▶ _Request a_
In the records below, rewrite the lines from the one containing "Note: annotate every instance of the broken" through the last line of the records, inclusive, as a JSON list of strings with one string per line and blank lines omitted.

▶ _Excerpted passage_
++++++++++++++++++++

Yosemite
The scale of the landscape in Yosemite is staggering. Our first glimpses from the car left us open-mouthed; vast granite cliffs commanded the valley sides while swathes of cedar and fir crowded the road. The atmosphere thickened.
We were aiming for a place called Housekeeping Camp – a congregation of three-sided concrete structures with canvas roofs, each hosting a picnic table, a stainless steel work station and a campfire grill. After a forty minute detour (it took us twenty to realise that the scenery appeared to be repeating itself) we eventually made it to the camp grounds, but until we found our plot there was nowhere to park. I sat in the car with the engine idling while Jo went to deal with the registration. I missed the first spot to free up because I was listening to the radio. I missed the second because I was still annoyed about missing the first. I didn’t miss the third, nor the scowl that came my way from the other guy vying for it. Inwardly I was impassive, outwardly I smiled…until I realised that I was doing those things the wrong way round and his scowl was hardening. I scuttled into the office quickly, before I accidentally flirted with or otherwise antagonised any more total strangers.
Half an hour later we were installed in our new campsite. It was getting late on an April afternoon, so the shadows were long and the air was cool. The camp was nestled into a meander of the Merced river; the glacial water flowed deep and cold, and sharp, strong currents scattered looping eddies that flared across its clear black surface. Across the river there was an attractive strip of sandy beach bathed in the evening sun, and shafts of light scored the still quiet. Only the occasional bird or sharp crack of catching firewood broke the silence – otherwise, sound was muted by soft carpets of pine needles and the whispering branches above. We took pictures of the river and our surroundings, then went for a stroll to the village shop to get our bearings and some supplies.
That evening we cooked our first camp meal together, which was exciting as we had planned well and stocked up on plenty of supplies. To keep us fuelled on our trip we had packed enough fresh food to create a variety of meals, including salads, a Bolognese, a Thai curry, bacon and eggs and home-made burgers, and the village shop helped us with extras like butter and salt and vinegar crisps (whose availability in a village shop in the back end of nowhere signals that America is a civilised nation after all).
We had to keep all the supplies, even toiletries, locked in a bear-bin as black bears (oddly named, as these ones are apparently brown) will take anything within easy reach, including shampoo and other scented beauty products. This gave me an inadvertent opportunity to annoy the neighbours as I almost wilfully kept forgetting this or that utensil or ingredient, and so had to make several return trips, clanging and banging in and out of the heavy metal bear-bin all the while. Sitting by the blazing fire we ate well and drank beer while the air cooled and the stars came out. The tone was set.

++++++++++++++++++++

▶ _Record set_
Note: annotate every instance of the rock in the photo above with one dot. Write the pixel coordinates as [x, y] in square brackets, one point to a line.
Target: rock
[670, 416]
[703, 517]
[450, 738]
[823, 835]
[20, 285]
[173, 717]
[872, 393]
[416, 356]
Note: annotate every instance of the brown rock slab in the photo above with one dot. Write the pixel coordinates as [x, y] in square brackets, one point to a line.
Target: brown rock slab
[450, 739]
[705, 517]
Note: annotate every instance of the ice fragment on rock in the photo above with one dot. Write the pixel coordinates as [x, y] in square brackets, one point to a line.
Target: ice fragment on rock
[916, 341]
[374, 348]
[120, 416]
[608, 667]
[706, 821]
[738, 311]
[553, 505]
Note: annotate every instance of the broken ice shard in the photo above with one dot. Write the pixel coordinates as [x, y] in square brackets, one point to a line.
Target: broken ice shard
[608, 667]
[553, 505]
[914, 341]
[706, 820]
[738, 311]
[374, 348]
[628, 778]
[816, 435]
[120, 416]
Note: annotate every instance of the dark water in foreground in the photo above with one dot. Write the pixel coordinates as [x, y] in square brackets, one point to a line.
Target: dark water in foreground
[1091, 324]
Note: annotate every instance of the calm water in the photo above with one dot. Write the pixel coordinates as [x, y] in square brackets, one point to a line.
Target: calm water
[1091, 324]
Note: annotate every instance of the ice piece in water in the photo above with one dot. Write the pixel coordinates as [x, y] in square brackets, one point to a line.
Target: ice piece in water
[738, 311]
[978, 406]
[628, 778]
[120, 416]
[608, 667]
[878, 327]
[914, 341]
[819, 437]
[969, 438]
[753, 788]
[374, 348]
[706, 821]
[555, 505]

++++++++++++++++++++

▶ _Request b_
According to the Yosemite account above, what did each structure at Housekeeping Camp hold?

▶ _Final answer a_
[
  "Note: annotate every instance of the broken ice shard in the photo above with one dot. Write the pixel coordinates as [x, y] in square brackets, one point to a line.",
  "Target: broken ice shard",
  "[608, 667]",
  "[553, 505]",
  "[914, 341]",
  "[706, 820]",
  "[738, 311]",
  "[374, 348]",
  "[628, 778]",
  "[816, 435]",
  "[120, 416]",
  "Note: annotate every instance of the dark water in foreground in the photo above with one dot. Write the pixel coordinates as [x, y] in square brackets, one point to a line.",
  "Target: dark water in foreground",
  "[1091, 324]",
  "Note: annotate every instance of the calm water in the photo above with one dot. Write the pixel coordinates as [x, y] in square brackets, one point to a line.",
  "Target: calm water",
  "[1091, 324]",
  "Note: annotate every instance of the ice piece in water in the photo above with one dot. Write the pixel coordinates as [x, y] in square brackets, one point to a line.",
  "Target: ice piece in water",
  "[738, 311]",
  "[978, 406]",
  "[628, 778]",
  "[120, 416]",
  "[608, 667]",
  "[878, 327]",
  "[914, 341]",
  "[819, 437]",
  "[969, 438]",
  "[753, 788]",
  "[374, 348]",
  "[706, 821]",
  "[555, 505]"
]

▶ _Final answer b_
A picnic table, a stainless steel work station and a campfire grill.